== Trecho da página ==

De todo modo, há um sentido mais profundo, que conduz ao Brasil de hoje, em recordar a morte do Vlado. Para tal, é preciso evitar de saída a tentação de dizer que ele se imolou por suas convicções, ou qualquer coisa parecida com esse clichê, razão pela qual os brasileiros defensores da democracia, dos direitos humanos e da justiça social deveriam reverenciar o seu nome.

O que se deve reverenciar, além da integridade que era a sua segunda natureza, são os motivos pelos quais ele queria viver – no Brasil. Podendo ficar em Londres, para onde se mudara com a mulher e onde nasceram os seus filhos, resolveu voltar, em plena ditadura, porque acreditava que poderia fazer algo melhor do que meramente ‘consumir cultura’, como escrevia aos amigos.

O plano de vôo do jornalista, cineasta e criador cultural Vlado Herzog era orientado por um compromisso denso e angustiado com a divulgação da verdade, como instrumento de mudança social. E esse compromisso era a outra face de sua rara capacidade de sentir compaixão – e não menor indignação com os motivos aos quais respondia o seu temperamento compassivo.

===
== Dados registrados ==

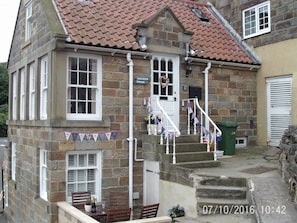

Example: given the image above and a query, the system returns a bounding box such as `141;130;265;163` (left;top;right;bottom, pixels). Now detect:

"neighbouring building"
4;0;260;223
205;0;297;146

===

* **Tarefas propostas**:
a: Segundo o texto sobre Vlado Herzog, por que ele decidiu voltar ao Brasil em vez de permanecer em Londres? Responda em uma a três frases.
b: Edite a passagem do texto sobre Vlado Herzog entre "O plano de vôo" e "seu temperamento compassivo.", inclusive, trocando "verdade" por "informação".

* **Resultados do exercício**:
a: Ele resolveu voltar ao Brasil, em plena ditadura, porque acreditava que poderia fazer algo melhor do que meramente "consumir cultura", como escrevia aos amigos.

b:
O plano de vôo do jornalista, cineasta e criador cultural Vlado Herzog era orientado por um compromisso denso e angustiado com a divulgação da informação, como instrumento de mudança social. E esse compromisso era a outra face de sua rara capacidade de sentir compaixão – e não menor indignação com os motivos aos quais respondia o seu temperamento compassivo.